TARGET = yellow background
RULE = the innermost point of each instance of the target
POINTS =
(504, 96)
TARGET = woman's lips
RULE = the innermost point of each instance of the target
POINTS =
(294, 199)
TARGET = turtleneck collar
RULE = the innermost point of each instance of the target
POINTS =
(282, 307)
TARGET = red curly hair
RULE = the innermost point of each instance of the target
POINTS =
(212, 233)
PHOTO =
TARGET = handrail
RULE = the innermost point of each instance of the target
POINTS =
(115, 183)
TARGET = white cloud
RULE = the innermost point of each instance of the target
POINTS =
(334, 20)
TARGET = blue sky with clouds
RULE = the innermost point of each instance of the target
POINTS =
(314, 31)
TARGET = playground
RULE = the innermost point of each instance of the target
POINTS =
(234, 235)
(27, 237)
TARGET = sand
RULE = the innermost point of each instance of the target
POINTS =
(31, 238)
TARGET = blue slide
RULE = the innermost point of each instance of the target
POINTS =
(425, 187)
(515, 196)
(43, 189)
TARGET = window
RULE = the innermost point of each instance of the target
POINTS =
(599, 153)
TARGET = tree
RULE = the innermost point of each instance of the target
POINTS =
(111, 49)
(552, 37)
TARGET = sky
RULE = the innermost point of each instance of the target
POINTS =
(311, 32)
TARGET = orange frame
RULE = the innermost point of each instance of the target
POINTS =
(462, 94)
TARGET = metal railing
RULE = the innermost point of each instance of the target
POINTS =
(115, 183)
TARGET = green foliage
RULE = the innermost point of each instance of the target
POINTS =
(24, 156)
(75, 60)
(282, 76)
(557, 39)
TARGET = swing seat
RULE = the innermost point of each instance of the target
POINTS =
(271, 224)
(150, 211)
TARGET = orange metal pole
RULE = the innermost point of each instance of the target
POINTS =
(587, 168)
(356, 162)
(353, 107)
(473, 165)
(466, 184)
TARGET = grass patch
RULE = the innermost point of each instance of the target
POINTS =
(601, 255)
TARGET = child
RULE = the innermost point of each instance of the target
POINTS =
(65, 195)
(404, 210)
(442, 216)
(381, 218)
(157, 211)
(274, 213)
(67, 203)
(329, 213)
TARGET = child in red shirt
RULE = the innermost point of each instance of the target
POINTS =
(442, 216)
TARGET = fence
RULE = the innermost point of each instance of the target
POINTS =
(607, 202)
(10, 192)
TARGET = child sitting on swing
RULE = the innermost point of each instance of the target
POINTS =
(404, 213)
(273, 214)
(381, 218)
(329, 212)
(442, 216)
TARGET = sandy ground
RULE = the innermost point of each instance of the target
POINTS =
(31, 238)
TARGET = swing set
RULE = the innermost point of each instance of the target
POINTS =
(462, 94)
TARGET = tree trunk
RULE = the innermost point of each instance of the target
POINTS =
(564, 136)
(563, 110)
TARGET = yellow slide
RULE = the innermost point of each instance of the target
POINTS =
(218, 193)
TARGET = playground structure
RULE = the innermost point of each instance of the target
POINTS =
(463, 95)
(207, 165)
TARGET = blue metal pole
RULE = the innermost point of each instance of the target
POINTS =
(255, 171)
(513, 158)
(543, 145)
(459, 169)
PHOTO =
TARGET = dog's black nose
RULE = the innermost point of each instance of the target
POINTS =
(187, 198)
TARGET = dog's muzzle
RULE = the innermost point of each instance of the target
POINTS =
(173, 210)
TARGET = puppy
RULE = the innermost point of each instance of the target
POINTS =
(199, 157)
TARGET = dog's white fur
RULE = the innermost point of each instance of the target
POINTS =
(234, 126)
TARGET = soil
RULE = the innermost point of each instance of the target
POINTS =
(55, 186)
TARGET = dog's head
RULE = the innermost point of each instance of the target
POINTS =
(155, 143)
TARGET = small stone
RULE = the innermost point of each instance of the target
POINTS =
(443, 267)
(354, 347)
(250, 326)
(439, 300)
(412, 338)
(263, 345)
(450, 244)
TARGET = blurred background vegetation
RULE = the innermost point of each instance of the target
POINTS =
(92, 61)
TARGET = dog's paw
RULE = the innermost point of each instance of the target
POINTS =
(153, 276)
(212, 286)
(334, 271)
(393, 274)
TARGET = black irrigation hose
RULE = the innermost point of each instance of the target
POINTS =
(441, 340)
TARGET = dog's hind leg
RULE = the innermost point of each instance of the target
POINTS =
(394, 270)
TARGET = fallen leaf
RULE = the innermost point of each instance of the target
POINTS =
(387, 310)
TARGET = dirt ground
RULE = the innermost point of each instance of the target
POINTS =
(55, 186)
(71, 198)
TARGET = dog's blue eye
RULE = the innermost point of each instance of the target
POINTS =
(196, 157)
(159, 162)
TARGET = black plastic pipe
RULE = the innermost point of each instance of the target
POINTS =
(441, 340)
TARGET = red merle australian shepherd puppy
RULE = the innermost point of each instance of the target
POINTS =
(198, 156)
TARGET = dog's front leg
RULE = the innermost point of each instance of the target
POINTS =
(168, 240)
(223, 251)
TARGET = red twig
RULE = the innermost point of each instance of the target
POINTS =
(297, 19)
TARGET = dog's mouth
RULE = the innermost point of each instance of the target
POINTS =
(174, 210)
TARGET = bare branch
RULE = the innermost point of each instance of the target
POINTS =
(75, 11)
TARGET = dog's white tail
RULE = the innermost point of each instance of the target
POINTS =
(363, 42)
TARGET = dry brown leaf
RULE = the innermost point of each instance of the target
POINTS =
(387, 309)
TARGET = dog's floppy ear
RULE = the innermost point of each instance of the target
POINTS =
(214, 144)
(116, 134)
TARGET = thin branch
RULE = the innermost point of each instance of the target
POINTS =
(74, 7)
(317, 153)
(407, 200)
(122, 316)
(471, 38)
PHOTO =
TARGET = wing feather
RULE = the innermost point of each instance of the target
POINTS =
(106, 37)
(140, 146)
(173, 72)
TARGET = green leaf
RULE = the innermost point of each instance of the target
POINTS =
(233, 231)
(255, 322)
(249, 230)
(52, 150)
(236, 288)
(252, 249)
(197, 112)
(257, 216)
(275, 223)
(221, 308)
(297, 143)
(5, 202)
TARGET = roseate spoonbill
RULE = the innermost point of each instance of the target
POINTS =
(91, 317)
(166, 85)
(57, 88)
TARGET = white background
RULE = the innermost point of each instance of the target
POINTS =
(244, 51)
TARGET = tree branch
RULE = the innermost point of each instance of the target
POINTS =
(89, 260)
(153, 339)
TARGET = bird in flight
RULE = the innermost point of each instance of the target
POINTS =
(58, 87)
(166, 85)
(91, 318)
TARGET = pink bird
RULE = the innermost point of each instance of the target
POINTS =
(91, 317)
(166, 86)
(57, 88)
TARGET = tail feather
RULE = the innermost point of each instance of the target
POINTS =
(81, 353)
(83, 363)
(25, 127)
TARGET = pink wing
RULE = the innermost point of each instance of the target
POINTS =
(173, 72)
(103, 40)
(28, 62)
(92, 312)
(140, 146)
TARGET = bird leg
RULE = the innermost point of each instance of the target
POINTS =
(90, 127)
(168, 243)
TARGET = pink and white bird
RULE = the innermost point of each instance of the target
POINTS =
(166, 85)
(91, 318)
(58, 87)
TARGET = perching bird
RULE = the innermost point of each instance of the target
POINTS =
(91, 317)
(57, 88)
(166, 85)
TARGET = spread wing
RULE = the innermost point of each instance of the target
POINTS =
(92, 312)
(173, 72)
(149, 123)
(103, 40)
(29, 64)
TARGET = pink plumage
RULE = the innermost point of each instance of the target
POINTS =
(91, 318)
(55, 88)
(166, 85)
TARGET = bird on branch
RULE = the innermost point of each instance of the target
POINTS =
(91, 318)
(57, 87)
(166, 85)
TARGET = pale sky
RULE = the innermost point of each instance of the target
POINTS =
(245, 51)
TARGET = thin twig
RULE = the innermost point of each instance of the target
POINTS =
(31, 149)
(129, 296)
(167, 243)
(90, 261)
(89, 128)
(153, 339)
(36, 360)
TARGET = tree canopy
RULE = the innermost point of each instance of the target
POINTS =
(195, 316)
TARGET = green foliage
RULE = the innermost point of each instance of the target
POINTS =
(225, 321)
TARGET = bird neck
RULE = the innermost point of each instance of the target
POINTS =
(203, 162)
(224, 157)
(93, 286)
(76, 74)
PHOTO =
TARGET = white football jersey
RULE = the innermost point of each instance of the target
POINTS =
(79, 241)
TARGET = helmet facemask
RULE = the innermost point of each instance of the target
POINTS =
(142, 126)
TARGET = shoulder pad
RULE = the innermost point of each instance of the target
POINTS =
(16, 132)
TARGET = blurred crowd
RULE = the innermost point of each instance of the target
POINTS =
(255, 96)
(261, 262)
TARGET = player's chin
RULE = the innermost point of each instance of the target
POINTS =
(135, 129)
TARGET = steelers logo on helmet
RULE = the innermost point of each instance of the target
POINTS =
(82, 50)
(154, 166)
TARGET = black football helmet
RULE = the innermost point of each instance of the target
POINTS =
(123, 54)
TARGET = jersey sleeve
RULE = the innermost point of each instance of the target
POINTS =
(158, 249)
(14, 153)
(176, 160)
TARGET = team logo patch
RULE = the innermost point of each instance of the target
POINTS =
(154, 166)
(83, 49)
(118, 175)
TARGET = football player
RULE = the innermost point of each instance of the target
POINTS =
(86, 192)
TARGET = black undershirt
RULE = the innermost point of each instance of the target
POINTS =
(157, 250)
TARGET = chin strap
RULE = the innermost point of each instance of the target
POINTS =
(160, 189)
....
Recast the data from the line containing "TARGET = jersey sleeve" through the end of the data as a Markdown table with the columns Row and Line, numbering each line and skipping any blank lines.

| Row | Line |
|---|---|
| 1 | TARGET = jersey sleeve |
| 2 | RULE = the innermost point of each instance of the target |
| 3 | POINTS = |
| 4 | (158, 249) |
| 5 | (14, 153) |
| 6 | (176, 160) |
| 7 | TARGET = team logo patch |
| 8 | RULE = the innermost point of each instance of the target |
| 9 | POINTS = |
| 10 | (154, 166) |
| 11 | (83, 49) |
| 12 | (118, 175) |
| 13 | TARGET = football player |
| 14 | RULE = the innermost point of each instance of the target |
| 15 | POINTS = |
| 16 | (86, 192) |
| 17 | TARGET = black undershirt |
| 18 | RULE = the innermost point of each instance of the target |
| 19 | POINTS = |
| 20 | (157, 250) |
| 21 | TARGET = chin strap |
| 22 | RULE = the innermost point of each instance of the target |
| 23 | POINTS = |
| 24 | (160, 189) |